(Requirement) How many lines of the entries below contain the word "lamp"? Case counts; reply with the number only.

++++ Provided entries

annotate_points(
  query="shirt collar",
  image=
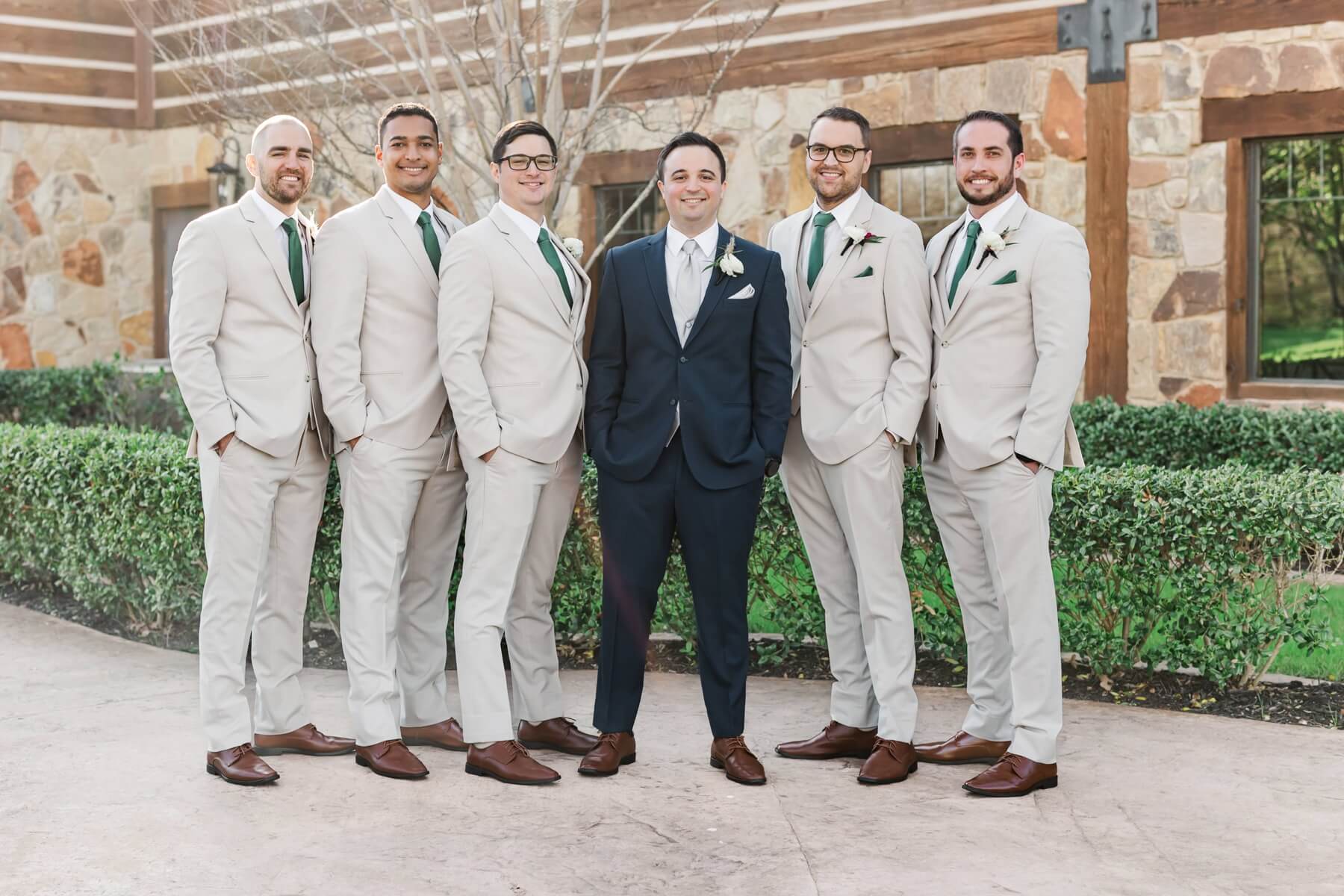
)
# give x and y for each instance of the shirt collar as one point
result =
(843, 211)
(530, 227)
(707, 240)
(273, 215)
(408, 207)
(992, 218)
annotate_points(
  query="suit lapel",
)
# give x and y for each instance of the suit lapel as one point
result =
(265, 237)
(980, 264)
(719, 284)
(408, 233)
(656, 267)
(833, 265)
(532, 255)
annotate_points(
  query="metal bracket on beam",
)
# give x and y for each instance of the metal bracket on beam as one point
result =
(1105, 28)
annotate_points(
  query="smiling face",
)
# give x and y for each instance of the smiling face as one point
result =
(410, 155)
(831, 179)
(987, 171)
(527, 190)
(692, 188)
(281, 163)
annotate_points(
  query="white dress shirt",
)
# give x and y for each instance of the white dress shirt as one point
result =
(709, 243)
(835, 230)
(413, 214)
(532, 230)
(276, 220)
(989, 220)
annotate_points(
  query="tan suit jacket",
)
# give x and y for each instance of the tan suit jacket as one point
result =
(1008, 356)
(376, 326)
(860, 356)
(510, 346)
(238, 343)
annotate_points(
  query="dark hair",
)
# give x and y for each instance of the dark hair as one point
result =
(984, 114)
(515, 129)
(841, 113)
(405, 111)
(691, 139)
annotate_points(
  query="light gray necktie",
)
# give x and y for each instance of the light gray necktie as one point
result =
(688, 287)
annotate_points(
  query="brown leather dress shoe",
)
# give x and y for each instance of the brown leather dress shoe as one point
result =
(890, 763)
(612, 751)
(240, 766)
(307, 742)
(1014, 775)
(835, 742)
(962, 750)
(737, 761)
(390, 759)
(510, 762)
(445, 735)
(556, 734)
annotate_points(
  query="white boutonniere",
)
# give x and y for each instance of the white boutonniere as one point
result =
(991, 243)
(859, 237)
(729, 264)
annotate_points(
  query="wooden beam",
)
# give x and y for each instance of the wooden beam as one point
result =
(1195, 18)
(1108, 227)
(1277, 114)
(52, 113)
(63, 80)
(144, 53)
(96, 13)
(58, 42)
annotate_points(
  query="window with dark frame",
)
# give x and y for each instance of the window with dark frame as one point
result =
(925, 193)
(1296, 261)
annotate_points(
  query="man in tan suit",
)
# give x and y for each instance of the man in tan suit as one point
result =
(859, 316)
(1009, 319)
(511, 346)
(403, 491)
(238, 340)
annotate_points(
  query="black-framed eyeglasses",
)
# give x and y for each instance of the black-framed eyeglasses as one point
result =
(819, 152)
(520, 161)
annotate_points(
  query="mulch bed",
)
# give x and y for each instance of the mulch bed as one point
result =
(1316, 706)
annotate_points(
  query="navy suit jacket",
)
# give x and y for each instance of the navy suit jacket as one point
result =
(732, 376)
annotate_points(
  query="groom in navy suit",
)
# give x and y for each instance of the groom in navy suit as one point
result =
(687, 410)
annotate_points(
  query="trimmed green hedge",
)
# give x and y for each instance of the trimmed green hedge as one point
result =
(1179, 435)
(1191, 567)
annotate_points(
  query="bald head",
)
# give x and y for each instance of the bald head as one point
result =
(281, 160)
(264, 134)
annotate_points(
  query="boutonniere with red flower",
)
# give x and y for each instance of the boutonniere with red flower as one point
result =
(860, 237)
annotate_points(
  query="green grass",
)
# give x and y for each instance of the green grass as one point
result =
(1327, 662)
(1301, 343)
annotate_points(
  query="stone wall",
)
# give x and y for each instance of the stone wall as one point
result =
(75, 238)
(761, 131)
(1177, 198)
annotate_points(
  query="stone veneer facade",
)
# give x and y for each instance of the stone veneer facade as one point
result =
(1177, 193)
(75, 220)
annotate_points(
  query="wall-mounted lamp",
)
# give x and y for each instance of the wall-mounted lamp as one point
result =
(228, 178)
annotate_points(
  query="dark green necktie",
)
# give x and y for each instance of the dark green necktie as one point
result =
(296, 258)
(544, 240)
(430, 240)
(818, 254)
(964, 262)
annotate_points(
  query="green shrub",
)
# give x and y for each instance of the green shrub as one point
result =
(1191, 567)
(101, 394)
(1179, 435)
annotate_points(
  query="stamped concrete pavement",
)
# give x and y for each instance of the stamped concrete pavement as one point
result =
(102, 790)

++++++++
++++ Provided entries

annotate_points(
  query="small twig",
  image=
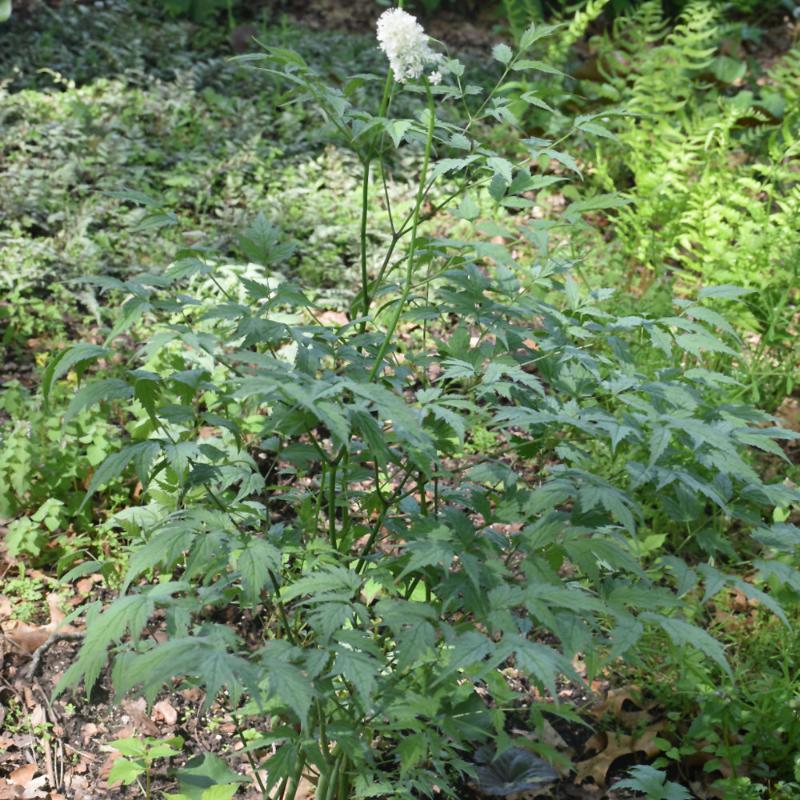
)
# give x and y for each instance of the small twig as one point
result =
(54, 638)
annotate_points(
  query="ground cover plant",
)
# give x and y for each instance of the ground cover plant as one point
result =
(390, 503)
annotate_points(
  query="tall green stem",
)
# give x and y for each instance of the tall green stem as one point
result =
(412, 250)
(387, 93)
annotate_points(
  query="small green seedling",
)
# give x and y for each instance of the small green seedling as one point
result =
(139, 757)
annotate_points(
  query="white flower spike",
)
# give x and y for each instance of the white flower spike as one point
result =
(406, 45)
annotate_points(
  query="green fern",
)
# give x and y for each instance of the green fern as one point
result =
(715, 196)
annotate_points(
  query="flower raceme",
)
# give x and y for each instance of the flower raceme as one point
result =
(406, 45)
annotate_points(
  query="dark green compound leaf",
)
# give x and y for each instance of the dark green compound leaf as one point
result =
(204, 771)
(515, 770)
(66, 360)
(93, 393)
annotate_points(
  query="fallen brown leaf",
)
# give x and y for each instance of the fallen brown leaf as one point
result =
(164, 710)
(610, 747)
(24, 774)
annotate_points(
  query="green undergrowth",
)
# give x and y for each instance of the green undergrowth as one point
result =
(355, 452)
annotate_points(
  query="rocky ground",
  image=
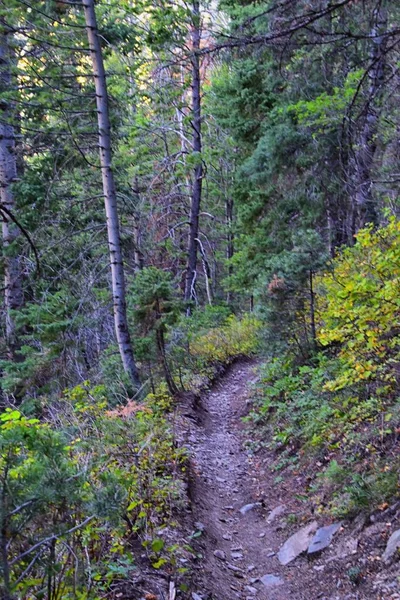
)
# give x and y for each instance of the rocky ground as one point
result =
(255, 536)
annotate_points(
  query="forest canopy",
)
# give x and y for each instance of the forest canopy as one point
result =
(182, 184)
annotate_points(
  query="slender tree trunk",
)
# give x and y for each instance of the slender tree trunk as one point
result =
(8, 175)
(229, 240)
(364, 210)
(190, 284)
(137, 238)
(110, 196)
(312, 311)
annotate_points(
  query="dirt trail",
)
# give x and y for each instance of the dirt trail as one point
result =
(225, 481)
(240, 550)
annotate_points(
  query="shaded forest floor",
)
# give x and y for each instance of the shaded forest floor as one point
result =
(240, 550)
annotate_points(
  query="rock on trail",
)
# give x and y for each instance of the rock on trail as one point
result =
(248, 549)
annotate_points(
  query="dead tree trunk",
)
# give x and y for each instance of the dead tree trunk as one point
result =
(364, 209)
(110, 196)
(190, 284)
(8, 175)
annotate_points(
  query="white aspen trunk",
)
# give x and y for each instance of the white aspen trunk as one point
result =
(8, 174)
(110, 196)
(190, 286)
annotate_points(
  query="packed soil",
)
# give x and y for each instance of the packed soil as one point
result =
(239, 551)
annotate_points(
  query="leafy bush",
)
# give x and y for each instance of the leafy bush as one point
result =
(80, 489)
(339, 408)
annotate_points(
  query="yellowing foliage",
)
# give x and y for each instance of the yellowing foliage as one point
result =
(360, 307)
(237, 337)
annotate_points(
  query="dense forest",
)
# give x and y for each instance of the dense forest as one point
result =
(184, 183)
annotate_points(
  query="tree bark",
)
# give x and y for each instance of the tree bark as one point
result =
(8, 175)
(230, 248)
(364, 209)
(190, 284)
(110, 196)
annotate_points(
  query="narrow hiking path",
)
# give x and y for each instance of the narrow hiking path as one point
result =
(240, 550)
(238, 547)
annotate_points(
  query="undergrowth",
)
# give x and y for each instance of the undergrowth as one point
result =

++++++++

(Result for this task) 2